● BRIEF 1: Extract each line of the records that contains the string "uniform".

** Begin QUOTED PASSAGE **

- Born: 14 October 1858 Namur, Belgium
- Died: after 1914
- Occupations: administrator, customs officer, postal officer, writer

= J. A. van Aalst =

Jules A. van Aalst (14 October 1858 – after 1914) was a Belgian customs and postal officer in China, known for chronicling the history of Chinese music and dance.

Van Aalst was a government administrator for the Chinese Imperial Government of the Qing Dynasty, who served in China during the late 19th century. While providing service as a government official, he chronicled the history of Chinese music and dance, serving as the primary source in the western world of Chinese music until other sources emerged in the 1950s. His most famous text is Chinese Music which was published in 1884 in Shanghai by the Statistical Dept of the Inspectorate General. Van Aalst was an official in the employ of what later came to be called the Chinese Maritime Customs Service and was during his tenure called the Imperial Maritime Customs Service. He was appointed to Postal Secretary in 1899. His boss, Sir Robert Hart, was also a music lover, creator of one of the first brass bands in China.

** End QUOTED PASSAGE **

● BRIEF 2:
For each statement below, say whether the van Aalst biography agrees with it, answering yes or no and quoting the words of the biography that decide it.
(a) Chinese Music was published in Shanghai in 1884.
(b) Van Aalst was born in Brussels.
(c) Sir Robert Hart created one of the first brass bands in China.

** Begin TASK INPUT **

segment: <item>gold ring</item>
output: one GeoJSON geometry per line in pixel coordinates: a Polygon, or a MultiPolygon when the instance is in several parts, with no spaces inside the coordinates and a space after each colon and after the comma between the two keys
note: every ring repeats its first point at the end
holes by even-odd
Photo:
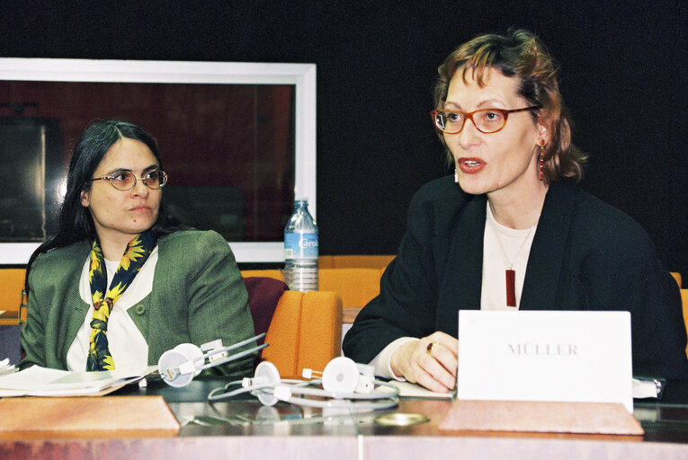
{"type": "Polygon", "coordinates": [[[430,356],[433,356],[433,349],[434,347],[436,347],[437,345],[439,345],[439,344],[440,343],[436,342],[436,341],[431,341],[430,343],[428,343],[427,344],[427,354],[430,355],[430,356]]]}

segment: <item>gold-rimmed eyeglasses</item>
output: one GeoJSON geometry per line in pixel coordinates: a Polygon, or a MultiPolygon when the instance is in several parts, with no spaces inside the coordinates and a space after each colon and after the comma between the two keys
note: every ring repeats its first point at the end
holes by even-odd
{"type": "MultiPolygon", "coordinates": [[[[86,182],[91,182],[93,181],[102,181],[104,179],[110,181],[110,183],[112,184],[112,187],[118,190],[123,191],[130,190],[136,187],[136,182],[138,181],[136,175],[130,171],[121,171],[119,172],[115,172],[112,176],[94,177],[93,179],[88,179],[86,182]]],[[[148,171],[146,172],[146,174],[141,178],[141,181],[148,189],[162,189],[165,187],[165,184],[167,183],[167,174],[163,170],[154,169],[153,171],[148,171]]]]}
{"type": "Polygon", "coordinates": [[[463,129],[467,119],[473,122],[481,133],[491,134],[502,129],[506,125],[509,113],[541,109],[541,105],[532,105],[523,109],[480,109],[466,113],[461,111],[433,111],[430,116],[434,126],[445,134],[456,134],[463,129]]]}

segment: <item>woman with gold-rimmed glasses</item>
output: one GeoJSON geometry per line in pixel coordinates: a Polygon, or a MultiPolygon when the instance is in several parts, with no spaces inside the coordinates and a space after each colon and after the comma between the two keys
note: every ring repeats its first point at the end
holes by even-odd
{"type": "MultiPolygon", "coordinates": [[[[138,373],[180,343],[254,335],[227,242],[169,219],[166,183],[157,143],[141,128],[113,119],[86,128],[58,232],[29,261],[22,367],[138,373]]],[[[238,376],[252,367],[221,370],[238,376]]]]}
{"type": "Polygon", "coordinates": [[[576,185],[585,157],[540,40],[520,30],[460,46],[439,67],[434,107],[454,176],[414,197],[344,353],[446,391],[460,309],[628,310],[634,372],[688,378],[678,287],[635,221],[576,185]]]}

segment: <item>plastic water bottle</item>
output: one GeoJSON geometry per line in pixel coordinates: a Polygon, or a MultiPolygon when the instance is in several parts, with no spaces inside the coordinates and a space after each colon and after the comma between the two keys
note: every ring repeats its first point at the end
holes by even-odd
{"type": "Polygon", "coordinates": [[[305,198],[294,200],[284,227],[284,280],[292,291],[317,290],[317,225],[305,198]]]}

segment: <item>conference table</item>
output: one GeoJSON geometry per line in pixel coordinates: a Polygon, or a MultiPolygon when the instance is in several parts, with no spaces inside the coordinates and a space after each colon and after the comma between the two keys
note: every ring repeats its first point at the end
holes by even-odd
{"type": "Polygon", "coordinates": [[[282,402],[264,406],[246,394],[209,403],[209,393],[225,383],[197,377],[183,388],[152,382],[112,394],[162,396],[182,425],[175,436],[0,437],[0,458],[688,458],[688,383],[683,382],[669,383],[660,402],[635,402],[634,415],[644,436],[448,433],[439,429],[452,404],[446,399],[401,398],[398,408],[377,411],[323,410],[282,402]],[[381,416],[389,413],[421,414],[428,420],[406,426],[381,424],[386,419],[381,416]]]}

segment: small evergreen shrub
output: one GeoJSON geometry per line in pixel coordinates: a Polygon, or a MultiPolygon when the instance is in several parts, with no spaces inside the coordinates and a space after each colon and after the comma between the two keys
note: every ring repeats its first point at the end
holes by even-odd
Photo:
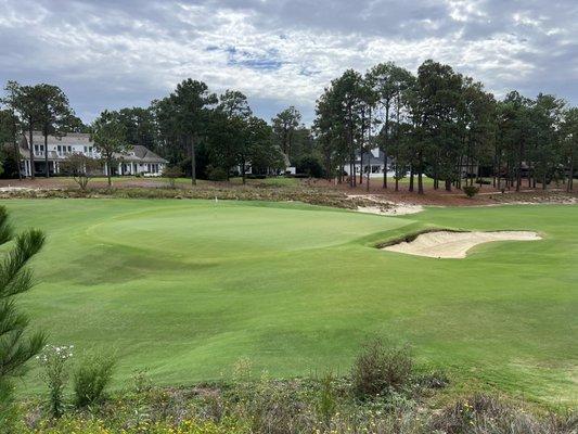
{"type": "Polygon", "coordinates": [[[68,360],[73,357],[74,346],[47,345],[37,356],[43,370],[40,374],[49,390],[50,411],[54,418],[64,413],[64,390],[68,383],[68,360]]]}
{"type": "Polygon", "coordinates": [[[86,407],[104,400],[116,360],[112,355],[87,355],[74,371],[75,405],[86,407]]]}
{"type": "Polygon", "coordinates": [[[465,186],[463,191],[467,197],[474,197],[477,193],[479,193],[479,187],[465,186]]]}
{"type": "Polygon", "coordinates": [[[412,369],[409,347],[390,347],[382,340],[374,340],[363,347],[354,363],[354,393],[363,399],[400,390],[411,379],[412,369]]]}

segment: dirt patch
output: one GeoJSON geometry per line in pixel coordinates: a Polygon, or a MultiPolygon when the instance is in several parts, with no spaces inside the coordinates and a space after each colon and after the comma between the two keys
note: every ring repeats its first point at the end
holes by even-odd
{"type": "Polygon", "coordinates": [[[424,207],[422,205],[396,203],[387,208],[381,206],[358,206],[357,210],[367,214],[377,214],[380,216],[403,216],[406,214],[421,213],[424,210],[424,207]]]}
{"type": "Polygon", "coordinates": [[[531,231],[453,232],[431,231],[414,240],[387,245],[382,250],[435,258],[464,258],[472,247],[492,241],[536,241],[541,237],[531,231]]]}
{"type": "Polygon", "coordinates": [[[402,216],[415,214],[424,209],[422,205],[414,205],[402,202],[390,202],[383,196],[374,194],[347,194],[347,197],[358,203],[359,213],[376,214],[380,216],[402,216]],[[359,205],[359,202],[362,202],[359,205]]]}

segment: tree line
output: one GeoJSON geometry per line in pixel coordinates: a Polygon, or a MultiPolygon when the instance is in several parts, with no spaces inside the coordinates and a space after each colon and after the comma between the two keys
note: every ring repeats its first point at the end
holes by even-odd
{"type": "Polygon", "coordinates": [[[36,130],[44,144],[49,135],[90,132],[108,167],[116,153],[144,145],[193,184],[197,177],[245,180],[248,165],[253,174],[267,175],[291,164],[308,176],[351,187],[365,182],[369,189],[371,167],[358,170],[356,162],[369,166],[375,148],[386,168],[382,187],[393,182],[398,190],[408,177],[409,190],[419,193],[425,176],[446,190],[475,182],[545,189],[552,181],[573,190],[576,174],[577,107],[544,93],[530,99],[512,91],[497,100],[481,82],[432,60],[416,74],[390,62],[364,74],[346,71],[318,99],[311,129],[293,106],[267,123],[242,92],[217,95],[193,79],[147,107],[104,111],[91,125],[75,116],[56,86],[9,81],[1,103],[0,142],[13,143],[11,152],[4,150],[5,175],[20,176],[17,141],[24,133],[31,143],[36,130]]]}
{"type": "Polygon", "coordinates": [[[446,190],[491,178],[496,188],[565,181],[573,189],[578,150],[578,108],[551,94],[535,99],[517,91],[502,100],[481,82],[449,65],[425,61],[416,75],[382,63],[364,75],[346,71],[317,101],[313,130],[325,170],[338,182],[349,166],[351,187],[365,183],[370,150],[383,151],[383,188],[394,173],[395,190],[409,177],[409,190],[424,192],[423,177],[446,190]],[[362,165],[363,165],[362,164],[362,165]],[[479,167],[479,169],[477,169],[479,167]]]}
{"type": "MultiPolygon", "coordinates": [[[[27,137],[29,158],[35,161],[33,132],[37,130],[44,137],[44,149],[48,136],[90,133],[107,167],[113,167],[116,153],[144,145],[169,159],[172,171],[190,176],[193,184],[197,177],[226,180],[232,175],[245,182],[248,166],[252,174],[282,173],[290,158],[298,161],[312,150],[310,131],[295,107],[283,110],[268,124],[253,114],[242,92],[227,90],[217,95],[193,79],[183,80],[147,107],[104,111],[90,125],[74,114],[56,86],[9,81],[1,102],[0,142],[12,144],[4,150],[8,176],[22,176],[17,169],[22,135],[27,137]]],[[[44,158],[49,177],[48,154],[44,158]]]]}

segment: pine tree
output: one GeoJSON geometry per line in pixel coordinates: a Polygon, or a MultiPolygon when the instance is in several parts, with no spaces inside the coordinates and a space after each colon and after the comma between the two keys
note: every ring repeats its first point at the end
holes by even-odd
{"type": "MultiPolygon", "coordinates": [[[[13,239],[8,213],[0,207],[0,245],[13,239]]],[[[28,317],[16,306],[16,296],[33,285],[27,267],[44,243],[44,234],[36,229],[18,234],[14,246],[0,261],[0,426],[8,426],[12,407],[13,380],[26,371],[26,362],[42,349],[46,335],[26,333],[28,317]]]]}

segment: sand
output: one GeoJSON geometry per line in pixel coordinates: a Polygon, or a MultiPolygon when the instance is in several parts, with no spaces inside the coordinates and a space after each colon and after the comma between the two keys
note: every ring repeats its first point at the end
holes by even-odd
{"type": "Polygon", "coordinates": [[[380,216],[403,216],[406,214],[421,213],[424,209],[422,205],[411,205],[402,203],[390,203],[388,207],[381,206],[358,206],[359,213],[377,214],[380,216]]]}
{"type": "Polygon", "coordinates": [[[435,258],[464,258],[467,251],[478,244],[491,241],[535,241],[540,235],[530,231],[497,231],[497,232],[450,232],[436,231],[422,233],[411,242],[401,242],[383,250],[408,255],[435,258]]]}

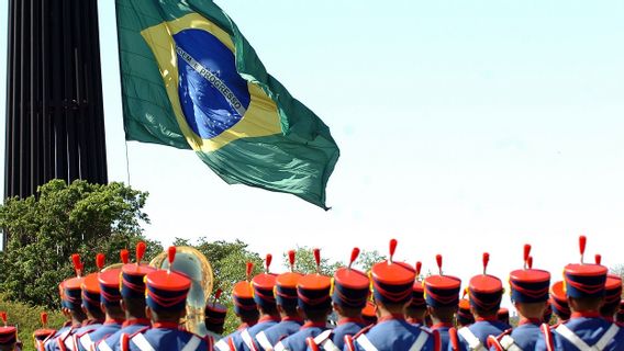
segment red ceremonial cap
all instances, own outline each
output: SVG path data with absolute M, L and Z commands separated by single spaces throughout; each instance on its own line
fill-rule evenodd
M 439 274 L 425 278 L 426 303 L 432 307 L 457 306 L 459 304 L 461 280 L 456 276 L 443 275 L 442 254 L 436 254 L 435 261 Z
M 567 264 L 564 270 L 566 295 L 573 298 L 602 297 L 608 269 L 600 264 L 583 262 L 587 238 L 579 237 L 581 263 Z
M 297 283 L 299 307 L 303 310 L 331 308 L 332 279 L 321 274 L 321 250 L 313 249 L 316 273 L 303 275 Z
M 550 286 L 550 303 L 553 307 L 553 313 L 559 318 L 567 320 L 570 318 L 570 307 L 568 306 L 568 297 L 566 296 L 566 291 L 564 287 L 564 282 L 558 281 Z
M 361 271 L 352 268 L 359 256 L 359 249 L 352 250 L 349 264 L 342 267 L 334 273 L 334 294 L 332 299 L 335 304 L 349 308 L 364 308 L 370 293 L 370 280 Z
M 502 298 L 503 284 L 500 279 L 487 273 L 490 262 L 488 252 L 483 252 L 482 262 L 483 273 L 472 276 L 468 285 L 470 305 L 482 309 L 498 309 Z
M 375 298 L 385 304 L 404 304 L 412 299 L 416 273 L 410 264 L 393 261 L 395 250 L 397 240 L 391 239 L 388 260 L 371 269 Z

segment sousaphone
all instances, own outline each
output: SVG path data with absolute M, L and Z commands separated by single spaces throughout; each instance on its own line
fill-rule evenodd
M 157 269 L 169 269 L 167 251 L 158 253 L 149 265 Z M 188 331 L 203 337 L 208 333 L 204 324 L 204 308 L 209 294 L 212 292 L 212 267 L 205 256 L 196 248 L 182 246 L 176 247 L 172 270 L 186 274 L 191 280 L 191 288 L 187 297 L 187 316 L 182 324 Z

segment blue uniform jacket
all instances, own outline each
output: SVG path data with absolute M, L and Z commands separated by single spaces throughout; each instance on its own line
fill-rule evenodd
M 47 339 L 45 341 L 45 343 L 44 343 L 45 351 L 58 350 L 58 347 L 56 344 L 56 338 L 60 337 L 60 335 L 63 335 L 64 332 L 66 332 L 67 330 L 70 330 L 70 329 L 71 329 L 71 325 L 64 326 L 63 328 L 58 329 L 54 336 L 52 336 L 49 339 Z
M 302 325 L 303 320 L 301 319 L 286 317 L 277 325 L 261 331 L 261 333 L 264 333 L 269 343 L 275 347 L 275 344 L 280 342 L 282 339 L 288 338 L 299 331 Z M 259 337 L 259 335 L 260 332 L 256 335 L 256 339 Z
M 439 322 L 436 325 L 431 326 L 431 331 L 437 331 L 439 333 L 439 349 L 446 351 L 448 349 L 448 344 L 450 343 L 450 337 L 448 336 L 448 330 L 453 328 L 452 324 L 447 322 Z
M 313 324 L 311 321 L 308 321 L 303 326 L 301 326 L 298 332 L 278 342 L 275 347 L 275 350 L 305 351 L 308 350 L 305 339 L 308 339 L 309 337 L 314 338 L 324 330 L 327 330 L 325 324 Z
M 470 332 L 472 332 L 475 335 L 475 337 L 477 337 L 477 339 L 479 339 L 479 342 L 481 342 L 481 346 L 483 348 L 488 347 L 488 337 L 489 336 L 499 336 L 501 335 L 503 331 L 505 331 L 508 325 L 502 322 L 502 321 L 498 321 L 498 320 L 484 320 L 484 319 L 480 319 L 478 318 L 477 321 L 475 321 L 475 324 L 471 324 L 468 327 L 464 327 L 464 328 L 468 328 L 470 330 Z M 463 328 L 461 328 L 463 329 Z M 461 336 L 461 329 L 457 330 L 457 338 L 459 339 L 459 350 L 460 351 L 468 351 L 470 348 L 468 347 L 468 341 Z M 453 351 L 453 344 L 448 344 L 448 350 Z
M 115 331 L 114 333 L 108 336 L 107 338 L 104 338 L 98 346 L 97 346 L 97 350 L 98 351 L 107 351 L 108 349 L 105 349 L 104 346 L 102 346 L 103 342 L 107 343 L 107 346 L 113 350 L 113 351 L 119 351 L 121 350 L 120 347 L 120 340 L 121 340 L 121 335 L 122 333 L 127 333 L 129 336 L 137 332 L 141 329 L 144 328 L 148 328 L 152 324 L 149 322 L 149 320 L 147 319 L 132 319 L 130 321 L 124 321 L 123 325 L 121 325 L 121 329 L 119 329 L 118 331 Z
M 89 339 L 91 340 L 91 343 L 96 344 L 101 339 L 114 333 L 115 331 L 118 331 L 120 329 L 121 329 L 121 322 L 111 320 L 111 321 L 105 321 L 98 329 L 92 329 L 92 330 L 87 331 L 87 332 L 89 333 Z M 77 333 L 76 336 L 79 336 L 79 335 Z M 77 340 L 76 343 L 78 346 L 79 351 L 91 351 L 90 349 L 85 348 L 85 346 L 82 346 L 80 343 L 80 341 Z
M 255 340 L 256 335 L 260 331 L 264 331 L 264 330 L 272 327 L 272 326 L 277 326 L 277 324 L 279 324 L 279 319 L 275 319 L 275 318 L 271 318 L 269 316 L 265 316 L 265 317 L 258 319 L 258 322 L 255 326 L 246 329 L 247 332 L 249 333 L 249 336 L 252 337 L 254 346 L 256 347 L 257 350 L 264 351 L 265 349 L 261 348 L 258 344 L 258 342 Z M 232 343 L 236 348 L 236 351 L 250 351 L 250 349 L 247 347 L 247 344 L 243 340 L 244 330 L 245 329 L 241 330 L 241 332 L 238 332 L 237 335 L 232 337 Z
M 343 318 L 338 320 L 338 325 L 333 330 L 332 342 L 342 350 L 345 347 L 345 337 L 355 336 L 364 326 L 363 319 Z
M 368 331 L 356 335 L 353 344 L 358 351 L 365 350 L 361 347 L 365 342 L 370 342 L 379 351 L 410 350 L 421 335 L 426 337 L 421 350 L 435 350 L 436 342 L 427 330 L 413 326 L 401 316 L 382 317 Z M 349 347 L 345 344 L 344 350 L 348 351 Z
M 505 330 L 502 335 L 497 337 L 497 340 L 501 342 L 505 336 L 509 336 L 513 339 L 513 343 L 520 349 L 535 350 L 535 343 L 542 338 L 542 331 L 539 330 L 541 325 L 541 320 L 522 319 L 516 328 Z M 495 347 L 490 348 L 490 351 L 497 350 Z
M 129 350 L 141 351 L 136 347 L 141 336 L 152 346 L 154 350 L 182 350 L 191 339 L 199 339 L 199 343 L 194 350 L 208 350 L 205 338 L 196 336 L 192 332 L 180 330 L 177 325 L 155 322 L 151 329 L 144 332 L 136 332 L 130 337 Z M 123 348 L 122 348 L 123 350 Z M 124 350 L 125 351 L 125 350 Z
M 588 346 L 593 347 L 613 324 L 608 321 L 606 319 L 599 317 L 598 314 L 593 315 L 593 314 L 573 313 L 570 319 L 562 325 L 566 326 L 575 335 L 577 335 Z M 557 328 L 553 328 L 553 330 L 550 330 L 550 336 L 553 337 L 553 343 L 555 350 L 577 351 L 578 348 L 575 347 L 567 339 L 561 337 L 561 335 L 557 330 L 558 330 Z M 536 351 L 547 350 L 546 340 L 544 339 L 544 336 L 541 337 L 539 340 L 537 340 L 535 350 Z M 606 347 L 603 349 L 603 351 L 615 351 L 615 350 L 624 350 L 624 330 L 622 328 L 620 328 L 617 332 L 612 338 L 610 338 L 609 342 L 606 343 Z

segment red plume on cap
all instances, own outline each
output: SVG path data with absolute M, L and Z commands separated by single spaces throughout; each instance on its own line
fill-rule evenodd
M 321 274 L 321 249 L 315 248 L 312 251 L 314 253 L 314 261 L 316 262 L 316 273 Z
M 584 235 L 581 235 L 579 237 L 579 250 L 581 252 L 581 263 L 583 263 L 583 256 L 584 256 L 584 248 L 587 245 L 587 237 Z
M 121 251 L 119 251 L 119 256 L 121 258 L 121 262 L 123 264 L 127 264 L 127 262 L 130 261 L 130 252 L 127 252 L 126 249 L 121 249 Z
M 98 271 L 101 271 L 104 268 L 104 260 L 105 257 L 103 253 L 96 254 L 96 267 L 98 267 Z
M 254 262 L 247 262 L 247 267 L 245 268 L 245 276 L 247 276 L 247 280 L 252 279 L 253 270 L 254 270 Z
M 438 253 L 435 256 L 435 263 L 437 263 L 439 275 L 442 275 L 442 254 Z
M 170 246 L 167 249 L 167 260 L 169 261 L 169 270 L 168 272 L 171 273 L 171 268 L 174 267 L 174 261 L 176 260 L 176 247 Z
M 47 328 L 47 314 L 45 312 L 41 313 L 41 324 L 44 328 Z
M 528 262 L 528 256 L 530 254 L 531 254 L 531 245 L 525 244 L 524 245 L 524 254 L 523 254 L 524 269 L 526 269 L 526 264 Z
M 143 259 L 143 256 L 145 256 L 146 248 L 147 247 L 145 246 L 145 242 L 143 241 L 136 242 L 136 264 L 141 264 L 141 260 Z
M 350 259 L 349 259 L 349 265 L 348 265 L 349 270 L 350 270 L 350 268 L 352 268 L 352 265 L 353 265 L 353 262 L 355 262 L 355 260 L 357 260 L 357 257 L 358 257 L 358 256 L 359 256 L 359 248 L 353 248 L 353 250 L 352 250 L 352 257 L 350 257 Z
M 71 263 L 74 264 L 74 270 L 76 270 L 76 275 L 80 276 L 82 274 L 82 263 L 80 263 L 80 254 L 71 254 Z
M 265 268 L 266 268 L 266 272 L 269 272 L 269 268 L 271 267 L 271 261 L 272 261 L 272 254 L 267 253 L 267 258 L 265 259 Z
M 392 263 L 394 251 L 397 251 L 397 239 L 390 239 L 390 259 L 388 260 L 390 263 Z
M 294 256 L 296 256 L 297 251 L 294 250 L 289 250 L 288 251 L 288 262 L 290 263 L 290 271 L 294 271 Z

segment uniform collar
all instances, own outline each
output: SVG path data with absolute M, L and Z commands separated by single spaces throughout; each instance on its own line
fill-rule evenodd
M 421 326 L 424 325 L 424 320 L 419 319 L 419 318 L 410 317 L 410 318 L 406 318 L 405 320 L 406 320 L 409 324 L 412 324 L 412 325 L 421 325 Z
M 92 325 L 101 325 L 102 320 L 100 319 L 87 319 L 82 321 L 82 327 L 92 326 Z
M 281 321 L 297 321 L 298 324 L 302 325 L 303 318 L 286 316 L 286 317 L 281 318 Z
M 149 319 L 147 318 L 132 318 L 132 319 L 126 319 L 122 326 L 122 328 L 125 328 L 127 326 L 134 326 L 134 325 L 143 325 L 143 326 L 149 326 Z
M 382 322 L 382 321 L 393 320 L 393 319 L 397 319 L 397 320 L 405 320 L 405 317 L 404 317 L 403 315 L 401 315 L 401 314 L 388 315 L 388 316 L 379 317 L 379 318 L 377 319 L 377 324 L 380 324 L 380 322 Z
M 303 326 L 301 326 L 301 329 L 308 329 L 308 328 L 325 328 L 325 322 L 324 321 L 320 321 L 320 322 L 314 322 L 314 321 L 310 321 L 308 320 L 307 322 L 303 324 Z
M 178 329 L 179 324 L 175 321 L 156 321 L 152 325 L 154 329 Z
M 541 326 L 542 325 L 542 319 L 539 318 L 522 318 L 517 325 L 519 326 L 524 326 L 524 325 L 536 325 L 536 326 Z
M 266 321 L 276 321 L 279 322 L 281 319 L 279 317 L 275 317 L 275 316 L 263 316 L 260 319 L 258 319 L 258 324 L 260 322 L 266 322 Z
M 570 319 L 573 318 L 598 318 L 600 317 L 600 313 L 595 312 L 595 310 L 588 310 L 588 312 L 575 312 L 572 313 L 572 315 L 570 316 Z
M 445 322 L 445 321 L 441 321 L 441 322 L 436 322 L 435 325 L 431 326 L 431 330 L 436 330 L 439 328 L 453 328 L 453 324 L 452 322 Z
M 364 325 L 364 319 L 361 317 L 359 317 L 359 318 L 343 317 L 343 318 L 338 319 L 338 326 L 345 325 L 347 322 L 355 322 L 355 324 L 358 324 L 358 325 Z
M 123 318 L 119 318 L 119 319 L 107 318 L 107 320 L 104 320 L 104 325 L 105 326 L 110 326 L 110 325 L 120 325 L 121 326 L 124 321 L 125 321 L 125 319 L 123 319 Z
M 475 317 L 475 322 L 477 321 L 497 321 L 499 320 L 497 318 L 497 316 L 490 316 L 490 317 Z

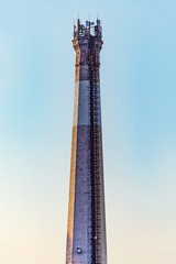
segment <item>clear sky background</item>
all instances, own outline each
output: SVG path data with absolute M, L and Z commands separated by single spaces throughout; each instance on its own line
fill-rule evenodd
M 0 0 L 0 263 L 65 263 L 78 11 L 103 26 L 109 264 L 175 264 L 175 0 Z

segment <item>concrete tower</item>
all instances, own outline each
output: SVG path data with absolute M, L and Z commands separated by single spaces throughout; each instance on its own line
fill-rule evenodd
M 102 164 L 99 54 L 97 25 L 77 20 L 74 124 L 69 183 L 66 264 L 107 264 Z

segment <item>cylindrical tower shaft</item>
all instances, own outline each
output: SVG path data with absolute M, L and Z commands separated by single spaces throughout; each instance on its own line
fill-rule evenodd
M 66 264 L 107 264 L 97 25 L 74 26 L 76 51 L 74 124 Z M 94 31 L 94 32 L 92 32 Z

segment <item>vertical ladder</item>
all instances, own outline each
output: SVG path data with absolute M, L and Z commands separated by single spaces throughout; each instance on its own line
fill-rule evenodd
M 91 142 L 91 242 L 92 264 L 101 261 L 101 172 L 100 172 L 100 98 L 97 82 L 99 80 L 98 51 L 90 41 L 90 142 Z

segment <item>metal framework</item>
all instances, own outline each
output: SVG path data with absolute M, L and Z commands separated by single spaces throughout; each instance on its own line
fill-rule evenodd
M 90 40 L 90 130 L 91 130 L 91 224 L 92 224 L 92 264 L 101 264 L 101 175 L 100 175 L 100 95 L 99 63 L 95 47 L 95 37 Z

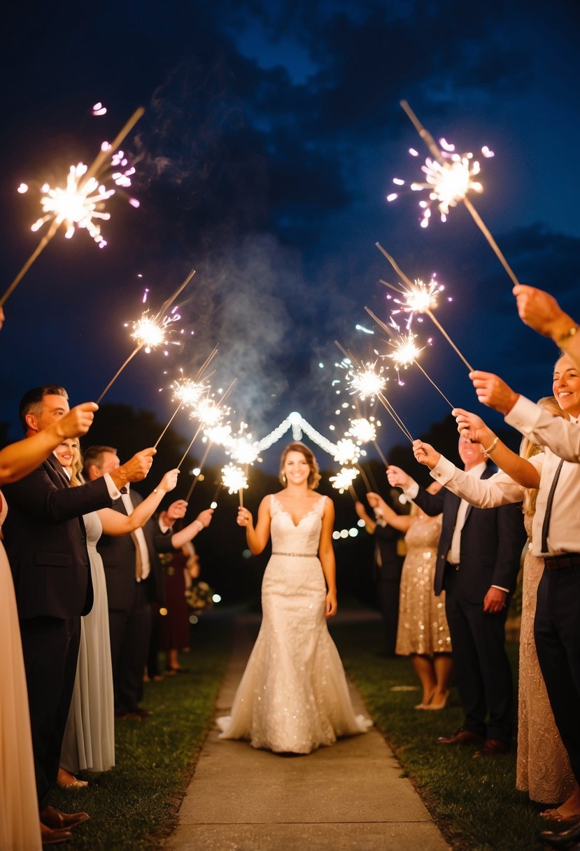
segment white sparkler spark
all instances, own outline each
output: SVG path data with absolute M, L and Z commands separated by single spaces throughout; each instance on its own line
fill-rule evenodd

** End TASK INPUT **

● TASK RESULT 1:
segment blue uniform jacket
segment uniform collar

● TASK RESULT 2:
(a) Yes: "His most famous text is Chinese Music which was published in 1884 in Shanghai by the Statistical Dept of the Inspectorate General."
(b) No: "Born: 14 October 1858 Namur, Belgium"
(c) Yes: "His boss, Sir Robert Hart, was also a music lover, creator of one of the first brass bands in China."